■ **Given task**
Pull out each line in the lines below that contains the word "roof", matching case exactly.

■ **Entries supplied**
══════════
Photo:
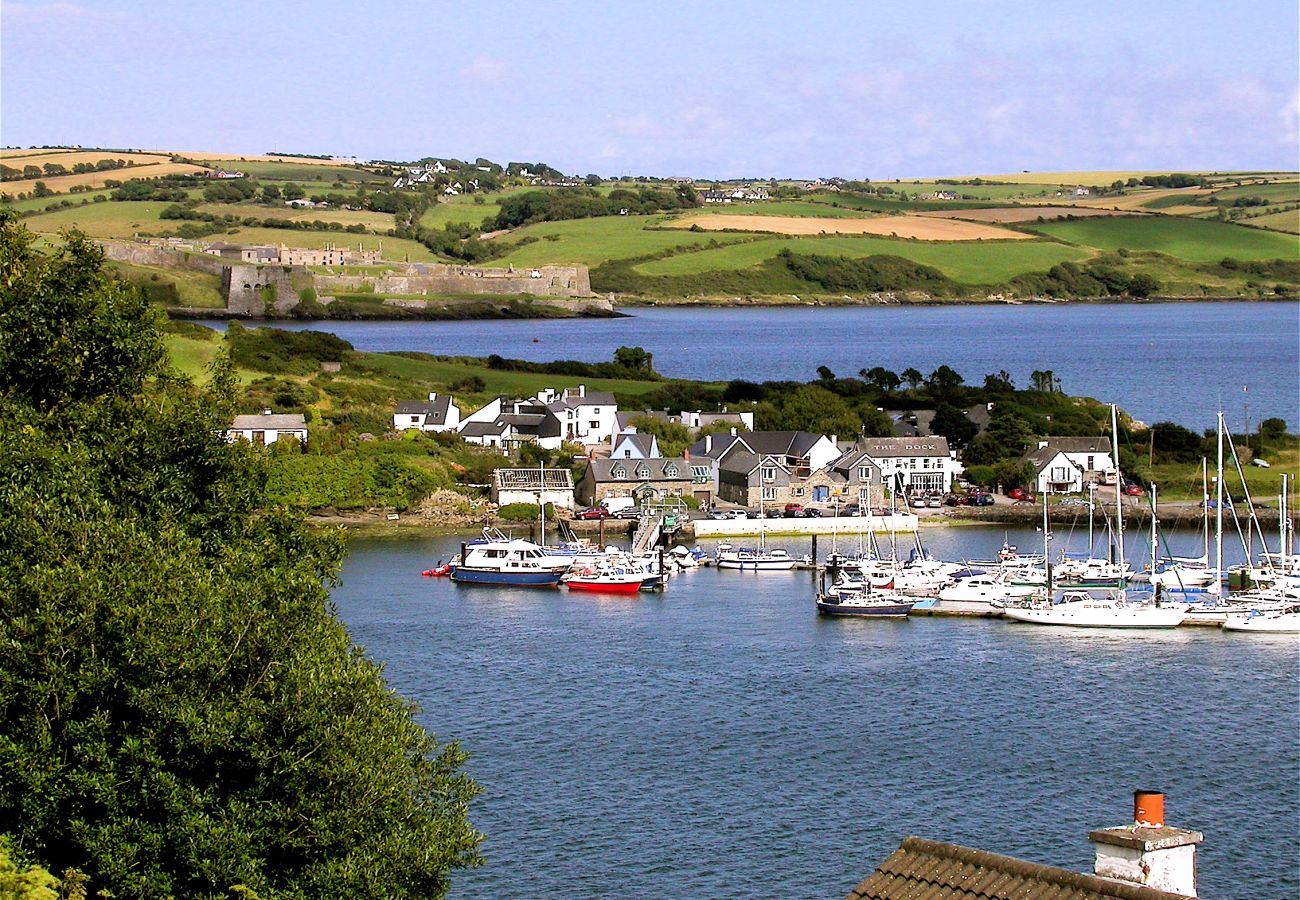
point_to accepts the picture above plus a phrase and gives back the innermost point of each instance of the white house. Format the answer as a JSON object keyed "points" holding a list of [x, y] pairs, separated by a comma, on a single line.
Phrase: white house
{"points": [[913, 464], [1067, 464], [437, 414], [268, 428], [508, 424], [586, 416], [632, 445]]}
══════════
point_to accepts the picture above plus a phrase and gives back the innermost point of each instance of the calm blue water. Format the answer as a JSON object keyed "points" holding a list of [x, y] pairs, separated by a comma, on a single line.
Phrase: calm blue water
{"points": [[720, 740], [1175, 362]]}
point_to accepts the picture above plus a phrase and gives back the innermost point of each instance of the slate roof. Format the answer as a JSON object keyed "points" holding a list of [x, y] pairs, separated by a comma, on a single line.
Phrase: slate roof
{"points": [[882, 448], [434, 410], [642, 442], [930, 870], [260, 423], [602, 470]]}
══════════
■ **Reply to the exercise**
point_to accepts the picture above plus a phrase and gives back the innermost point of each instance of the slate roof. Format the answer as a JSON object keyed "points" holding a list of [x, y] pairs, separated by a comma, on a single line.
Phrase: slate roof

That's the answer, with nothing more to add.